### Position identification records
------------------------------------------------------------

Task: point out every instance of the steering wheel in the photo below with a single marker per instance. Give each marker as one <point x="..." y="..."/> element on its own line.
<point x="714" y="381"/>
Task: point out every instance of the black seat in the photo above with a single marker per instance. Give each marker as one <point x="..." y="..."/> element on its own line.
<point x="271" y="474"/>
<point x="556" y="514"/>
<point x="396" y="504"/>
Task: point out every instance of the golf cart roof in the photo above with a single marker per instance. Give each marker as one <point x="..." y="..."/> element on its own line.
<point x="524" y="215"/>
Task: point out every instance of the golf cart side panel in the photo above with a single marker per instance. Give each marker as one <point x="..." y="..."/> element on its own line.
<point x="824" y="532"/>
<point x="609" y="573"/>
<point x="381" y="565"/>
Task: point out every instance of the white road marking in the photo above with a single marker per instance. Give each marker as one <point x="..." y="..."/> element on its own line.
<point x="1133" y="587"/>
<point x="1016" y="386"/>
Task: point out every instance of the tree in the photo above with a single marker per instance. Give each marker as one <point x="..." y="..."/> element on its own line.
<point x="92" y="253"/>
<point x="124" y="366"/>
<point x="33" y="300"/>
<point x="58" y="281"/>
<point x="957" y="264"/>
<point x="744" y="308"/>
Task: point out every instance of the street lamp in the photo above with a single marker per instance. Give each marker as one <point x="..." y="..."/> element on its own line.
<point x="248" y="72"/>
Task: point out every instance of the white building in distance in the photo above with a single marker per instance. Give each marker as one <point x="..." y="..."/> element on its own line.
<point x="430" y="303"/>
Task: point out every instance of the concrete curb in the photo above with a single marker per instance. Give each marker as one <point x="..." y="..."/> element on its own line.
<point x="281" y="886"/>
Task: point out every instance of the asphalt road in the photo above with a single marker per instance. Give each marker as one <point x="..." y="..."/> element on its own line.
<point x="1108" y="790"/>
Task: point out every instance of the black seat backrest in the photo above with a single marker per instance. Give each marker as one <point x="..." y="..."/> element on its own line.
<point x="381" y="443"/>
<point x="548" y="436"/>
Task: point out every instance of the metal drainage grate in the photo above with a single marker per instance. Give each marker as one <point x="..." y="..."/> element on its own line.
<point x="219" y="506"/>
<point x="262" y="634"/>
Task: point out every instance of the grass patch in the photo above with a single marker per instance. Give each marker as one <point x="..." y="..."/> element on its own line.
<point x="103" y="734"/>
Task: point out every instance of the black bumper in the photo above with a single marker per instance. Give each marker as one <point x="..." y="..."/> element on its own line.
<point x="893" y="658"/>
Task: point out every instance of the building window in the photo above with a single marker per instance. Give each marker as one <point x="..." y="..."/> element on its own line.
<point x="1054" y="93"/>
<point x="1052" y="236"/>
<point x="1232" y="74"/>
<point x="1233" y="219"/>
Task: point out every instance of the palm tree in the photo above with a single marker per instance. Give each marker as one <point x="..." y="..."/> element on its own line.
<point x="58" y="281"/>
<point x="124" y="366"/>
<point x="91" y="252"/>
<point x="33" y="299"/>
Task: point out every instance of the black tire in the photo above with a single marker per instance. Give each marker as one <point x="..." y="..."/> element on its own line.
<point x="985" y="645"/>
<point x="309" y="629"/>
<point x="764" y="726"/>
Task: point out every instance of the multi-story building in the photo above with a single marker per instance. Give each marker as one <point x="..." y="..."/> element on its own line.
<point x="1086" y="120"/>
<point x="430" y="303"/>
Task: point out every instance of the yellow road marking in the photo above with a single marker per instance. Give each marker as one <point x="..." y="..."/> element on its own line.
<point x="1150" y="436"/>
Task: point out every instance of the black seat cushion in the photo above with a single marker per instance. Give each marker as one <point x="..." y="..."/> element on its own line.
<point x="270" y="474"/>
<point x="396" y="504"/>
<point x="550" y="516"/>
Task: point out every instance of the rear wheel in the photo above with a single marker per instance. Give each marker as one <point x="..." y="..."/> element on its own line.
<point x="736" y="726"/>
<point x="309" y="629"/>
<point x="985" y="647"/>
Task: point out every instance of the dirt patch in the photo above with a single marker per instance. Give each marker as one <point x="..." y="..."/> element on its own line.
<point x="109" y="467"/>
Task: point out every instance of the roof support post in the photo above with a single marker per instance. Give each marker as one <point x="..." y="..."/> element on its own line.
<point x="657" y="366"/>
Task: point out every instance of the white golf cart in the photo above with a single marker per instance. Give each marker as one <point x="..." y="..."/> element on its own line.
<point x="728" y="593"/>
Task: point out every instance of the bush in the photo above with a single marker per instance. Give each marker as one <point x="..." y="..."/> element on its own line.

------------------------------------------------------------

### Your task
Repeat only the stretch of lines starting at the one containing "Task: point out every instance of the black tire" and running to the final line of the entries above.

### Exercise answer
Task: point out every instance of the black tire in the photo above with a single marker per instance. Give each marker as one <point x="..." y="..."/> element on its own line.
<point x="985" y="645"/>
<point x="309" y="629"/>
<point x="764" y="726"/>
Task: point out every instance of the multi-story building in the photo above with a single marker per instance. Give each marker as one <point x="..." y="..."/> element on its own line.
<point x="1086" y="120"/>
<point x="430" y="303"/>
Task: point out every instance of the yellow road marking in the photo above with a single marker per instance. Give each marker as one <point x="..." y="..."/> element on its own line.
<point x="1150" y="436"/>
Task: point out every instance of the black seat cushion in the photo above with a single marker per instance. Give each marker as one <point x="..." y="..."/> element on its own line.
<point x="270" y="474"/>
<point x="396" y="504"/>
<point x="550" y="516"/>
Task: point out every instance of the rear wheel in the photo above with a single marker per instance. Give each marker as one <point x="..." y="..."/> element on its own line.
<point x="736" y="726"/>
<point x="309" y="629"/>
<point x="985" y="647"/>
Task: point out every instance of the dirt patch in the photo above with a single marker per instance. Give each marker as one <point x="..." y="..."/> element on its own line.
<point x="109" y="467"/>
Task: point out every instance of the roof support post in the photo above with a single marker per instance. Give each marker as one <point x="..." y="..."/> element on its own line.
<point x="657" y="366"/>
Task: point out every instance of the white golf cart in the photo above with a single marker per instance. Give each marker as one <point x="..." y="..."/> element on its own line.
<point x="728" y="593"/>
Task: point out every instance of the bush in the photo above with a single marker per instance. Give each marker as one <point x="..." y="..."/> element on its own line.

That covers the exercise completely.